— start of TEXT SEGMENT —

How to dump list into a list of lists instead of appending it Python

Question

I have five elements in a list variable (call it A). I want to represent every possible order for those five elements with each order being stored in another list as a list (call it B). If I append A to B then attempt to re-shuffle A to get a new order the previously stored list in B is also shuffled as it is assigned to A so after trying to produce the 25 different orders of the five elements of A, I get 25 of the same order in B. Is there a way that I can add A to B then shuffle A without shuffling the appended A in B?

Here is the basic code:

---

from random import shuffle

A = ["M1", "M2", "M3", "M4", "M5"]

B = []

for i in range(len(A) * 5):
    shuffle(A)
    temp = A
    B.append(temp)


print (T)

---

Thanks

Answer 1

I want to represent every possible order for those five elements with each order being stored in another list as a list.

Assuming this is an XY problem, let's step back and consider: shuffling is not the correct way to find all permutations.

— end of TEXT SEGMENT —
— start of RECORDS SUPPLIED —

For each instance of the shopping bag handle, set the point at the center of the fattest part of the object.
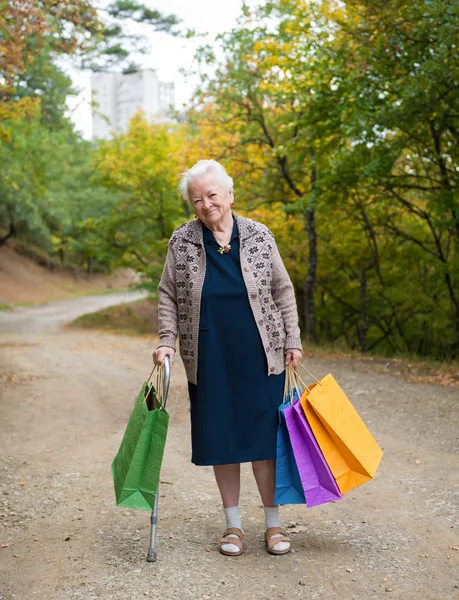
(163, 378)
(309, 373)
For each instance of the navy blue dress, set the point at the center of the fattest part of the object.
(234, 404)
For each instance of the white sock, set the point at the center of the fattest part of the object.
(233, 519)
(272, 519)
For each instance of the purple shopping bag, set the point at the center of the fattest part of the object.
(318, 482)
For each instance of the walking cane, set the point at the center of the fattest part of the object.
(151, 555)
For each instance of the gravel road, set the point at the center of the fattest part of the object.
(65, 400)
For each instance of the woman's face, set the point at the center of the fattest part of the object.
(210, 199)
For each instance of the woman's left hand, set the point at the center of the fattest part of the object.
(292, 357)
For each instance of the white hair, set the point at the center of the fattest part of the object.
(202, 167)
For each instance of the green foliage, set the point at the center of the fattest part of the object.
(139, 168)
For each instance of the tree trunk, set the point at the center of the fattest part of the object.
(11, 232)
(310, 283)
(363, 329)
(89, 266)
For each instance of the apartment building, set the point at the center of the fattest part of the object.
(120, 96)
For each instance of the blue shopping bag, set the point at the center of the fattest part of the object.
(289, 489)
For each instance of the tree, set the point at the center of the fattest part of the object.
(140, 166)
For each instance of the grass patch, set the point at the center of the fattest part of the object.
(133, 318)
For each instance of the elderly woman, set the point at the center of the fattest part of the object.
(226, 294)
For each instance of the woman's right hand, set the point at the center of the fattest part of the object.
(160, 353)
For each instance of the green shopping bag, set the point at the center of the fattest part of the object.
(137, 464)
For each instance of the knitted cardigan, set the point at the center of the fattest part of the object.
(269, 290)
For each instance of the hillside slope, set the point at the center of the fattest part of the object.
(23, 280)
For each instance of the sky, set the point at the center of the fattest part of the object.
(168, 54)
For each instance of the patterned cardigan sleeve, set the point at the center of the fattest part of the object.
(284, 298)
(167, 303)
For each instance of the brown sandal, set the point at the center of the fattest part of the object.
(237, 541)
(271, 542)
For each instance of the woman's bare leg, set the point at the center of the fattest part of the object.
(228, 479)
(264, 472)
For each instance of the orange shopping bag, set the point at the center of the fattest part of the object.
(347, 445)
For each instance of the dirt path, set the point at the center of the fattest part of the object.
(66, 398)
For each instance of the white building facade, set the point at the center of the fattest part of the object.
(119, 97)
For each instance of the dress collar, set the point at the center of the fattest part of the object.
(208, 236)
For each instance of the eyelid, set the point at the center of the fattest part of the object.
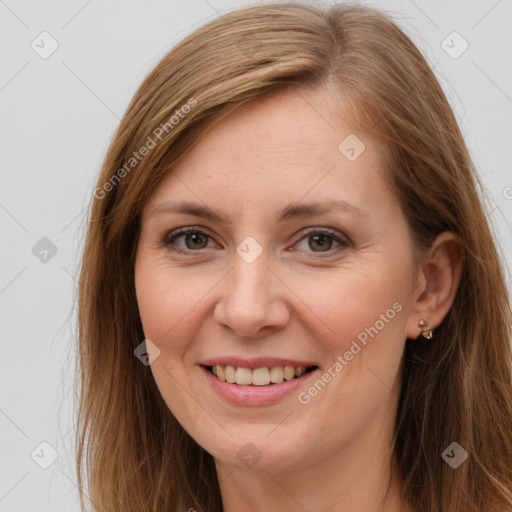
(336, 235)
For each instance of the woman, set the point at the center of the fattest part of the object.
(290, 298)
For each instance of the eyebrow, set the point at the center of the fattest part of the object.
(292, 211)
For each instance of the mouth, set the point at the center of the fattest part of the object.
(263, 376)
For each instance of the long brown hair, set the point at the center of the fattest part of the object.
(457, 388)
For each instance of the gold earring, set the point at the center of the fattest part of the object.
(427, 331)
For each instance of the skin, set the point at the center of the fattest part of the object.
(298, 299)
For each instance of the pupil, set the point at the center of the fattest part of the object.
(321, 241)
(195, 238)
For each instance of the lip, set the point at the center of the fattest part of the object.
(257, 362)
(256, 395)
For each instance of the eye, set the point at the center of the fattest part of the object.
(193, 239)
(317, 241)
(322, 241)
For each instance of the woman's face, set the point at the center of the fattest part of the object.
(298, 255)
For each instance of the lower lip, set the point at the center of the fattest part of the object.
(256, 395)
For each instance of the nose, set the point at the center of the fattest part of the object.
(253, 299)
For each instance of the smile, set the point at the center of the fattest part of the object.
(263, 376)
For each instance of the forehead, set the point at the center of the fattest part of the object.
(279, 149)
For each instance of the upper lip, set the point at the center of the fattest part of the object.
(257, 362)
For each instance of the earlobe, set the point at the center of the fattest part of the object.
(441, 272)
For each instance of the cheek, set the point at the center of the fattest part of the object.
(168, 301)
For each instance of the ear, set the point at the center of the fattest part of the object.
(439, 277)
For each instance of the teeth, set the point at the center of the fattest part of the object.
(259, 376)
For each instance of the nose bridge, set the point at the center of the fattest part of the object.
(251, 299)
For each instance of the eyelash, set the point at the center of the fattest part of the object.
(167, 240)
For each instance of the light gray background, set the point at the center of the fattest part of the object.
(57, 117)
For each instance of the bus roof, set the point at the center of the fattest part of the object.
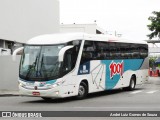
(61, 38)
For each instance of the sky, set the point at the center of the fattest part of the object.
(126, 17)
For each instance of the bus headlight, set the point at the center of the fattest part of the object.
(57, 84)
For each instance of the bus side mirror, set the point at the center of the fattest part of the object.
(15, 53)
(62, 51)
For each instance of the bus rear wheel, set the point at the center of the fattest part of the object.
(132, 83)
(82, 91)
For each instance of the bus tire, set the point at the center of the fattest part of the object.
(132, 84)
(82, 91)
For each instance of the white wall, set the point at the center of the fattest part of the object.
(21, 20)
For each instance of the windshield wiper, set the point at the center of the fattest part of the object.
(31, 66)
(42, 65)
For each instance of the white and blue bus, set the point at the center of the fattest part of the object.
(75, 64)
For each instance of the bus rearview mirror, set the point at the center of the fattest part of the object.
(62, 51)
(15, 53)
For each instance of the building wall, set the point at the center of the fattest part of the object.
(24, 19)
(9, 73)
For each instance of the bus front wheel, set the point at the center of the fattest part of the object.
(82, 91)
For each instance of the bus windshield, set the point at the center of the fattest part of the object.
(40, 62)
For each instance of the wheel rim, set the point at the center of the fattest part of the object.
(81, 90)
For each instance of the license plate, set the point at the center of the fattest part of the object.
(36, 93)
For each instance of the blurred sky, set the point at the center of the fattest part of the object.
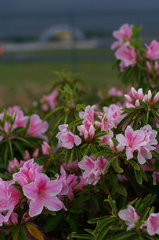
(10, 6)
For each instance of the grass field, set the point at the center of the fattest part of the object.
(21, 83)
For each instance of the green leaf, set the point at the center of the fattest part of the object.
(102, 154)
(103, 232)
(83, 236)
(124, 235)
(18, 130)
(22, 139)
(138, 176)
(52, 112)
(79, 200)
(116, 166)
(134, 164)
(105, 222)
(120, 189)
(75, 123)
(67, 155)
(100, 134)
(93, 149)
(53, 222)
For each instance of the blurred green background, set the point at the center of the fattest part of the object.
(25, 81)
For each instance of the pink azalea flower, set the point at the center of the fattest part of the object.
(42, 193)
(155, 177)
(71, 167)
(127, 55)
(150, 139)
(45, 148)
(88, 114)
(27, 155)
(13, 163)
(66, 138)
(132, 140)
(114, 92)
(113, 114)
(37, 127)
(27, 173)
(105, 139)
(152, 50)
(68, 184)
(153, 224)
(93, 168)
(36, 153)
(9, 198)
(139, 140)
(87, 130)
(124, 33)
(129, 215)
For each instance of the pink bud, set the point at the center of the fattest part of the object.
(111, 144)
(36, 153)
(27, 155)
(14, 218)
(45, 148)
(156, 98)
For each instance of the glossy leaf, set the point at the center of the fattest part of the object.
(34, 231)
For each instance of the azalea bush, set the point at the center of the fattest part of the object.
(74, 171)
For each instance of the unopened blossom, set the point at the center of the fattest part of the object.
(13, 163)
(152, 50)
(113, 114)
(88, 114)
(36, 153)
(150, 139)
(37, 127)
(127, 55)
(132, 140)
(26, 155)
(45, 148)
(138, 95)
(149, 69)
(42, 193)
(13, 220)
(86, 129)
(27, 173)
(68, 184)
(105, 139)
(123, 34)
(92, 168)
(66, 138)
(155, 177)
(139, 140)
(152, 224)
(129, 215)
(71, 167)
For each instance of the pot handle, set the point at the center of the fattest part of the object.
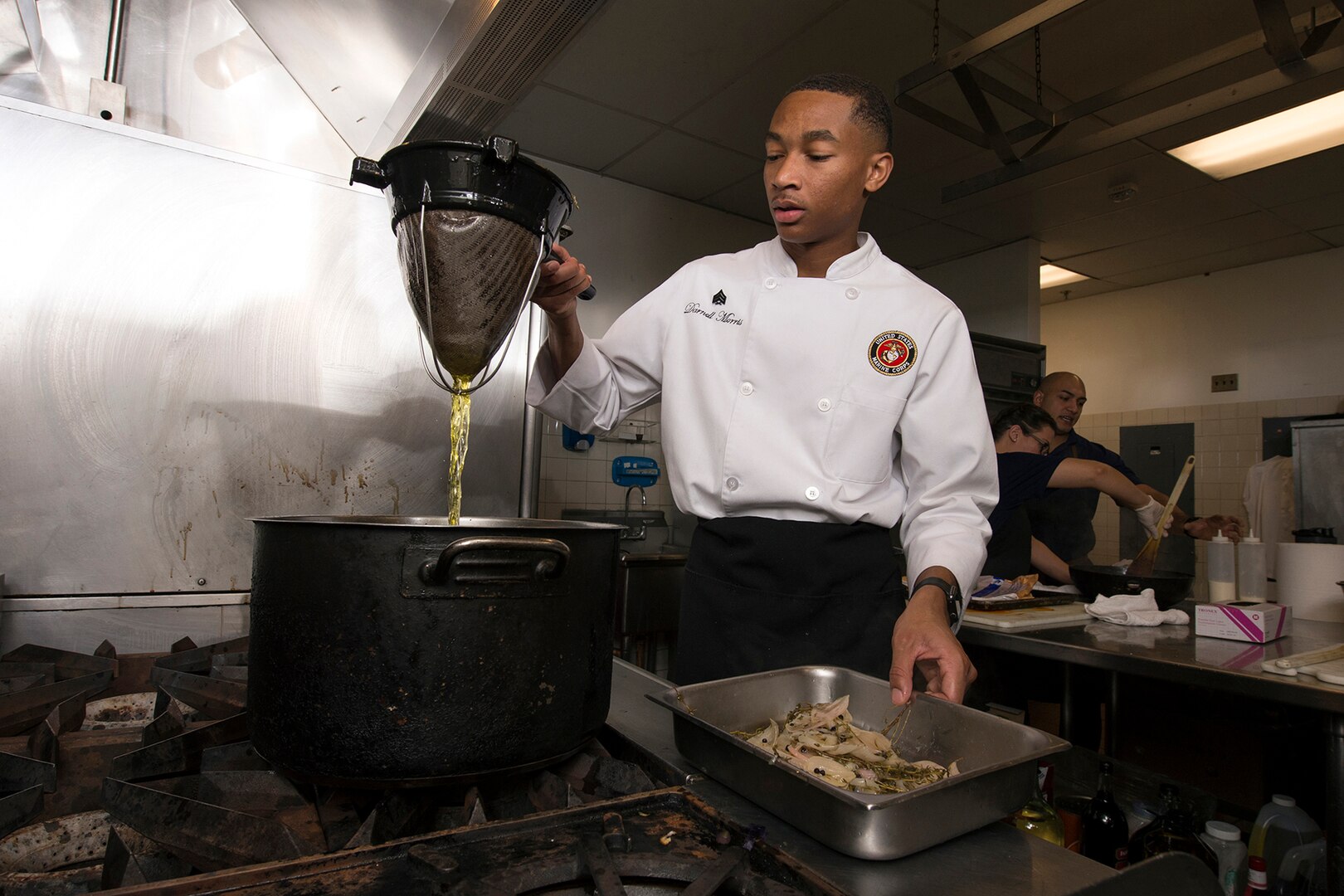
(496, 568)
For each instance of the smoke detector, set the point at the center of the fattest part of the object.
(1121, 192)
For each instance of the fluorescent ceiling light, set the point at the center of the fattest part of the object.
(1266, 141)
(1054, 275)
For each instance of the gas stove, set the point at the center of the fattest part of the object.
(158, 791)
(136, 772)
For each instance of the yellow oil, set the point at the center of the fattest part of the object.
(457, 431)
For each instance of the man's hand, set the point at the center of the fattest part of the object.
(561, 282)
(923, 638)
(1207, 527)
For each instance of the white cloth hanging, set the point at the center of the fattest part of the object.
(1270, 505)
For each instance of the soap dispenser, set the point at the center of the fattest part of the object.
(1222, 570)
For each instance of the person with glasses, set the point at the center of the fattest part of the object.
(1029, 470)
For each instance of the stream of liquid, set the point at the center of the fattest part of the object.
(457, 448)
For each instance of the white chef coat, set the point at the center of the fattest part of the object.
(772, 406)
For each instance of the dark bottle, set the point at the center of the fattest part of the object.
(1105, 832)
(1172, 830)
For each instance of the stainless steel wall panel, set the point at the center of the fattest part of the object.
(192, 69)
(190, 340)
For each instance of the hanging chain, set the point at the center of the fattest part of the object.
(1036, 32)
(934, 28)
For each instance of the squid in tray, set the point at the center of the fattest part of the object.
(823, 739)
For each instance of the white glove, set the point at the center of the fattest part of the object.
(1149, 514)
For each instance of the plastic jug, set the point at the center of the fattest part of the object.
(1226, 843)
(1222, 570)
(1280, 826)
(1303, 872)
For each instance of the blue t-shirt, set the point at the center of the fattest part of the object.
(1022, 477)
(1062, 520)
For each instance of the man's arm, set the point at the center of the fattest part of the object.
(952, 483)
(1199, 528)
(923, 638)
(1049, 562)
(1203, 527)
(1074, 473)
(557, 295)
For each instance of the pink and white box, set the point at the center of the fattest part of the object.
(1242, 621)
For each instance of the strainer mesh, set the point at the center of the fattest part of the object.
(479, 271)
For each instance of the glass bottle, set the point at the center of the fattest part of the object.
(1038, 817)
(1105, 832)
(1172, 830)
(1257, 881)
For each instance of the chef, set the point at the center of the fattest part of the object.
(815, 395)
(1027, 470)
(1064, 520)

— end of RECORDS SUPPLIED —

**GOAL**
Resume the Python forum thread about storing shuffled list orders, starting right after its final sentence.

**THE RESPONSE**
There is a standard library solution (already referenced in the comments) that does all of this in one step:

>>> from itertools import permutations
>>> list(permutations(["M1", "M2", "M3", "M4", "M5"]))
[('M1', 'M2', 'M3', 'M4', 'M5'), ...] # and off to the races...

Note that this returns a list of tuples, which should be fine for your intents and purposes. You can use a list comprehension to convert them to lists, if need be.

Answer 2

You should use copy or deepcopy.

from copy import deepcopy, copy
from random import shuffle

A = ["M1", "M2", "M3", "M4", "M5"]

B = []
# Use deep deepcopy if you have lists with lists e.g. [[12, [2]], [2]]
for i in range(len(A) * 5):
     shuffle(A)
     B.append(deepcopy(A))
# But in this case better to use copy()
C = []
for i in range(len(A) * 5):
     shuffle(A)
     C.append(copy(A))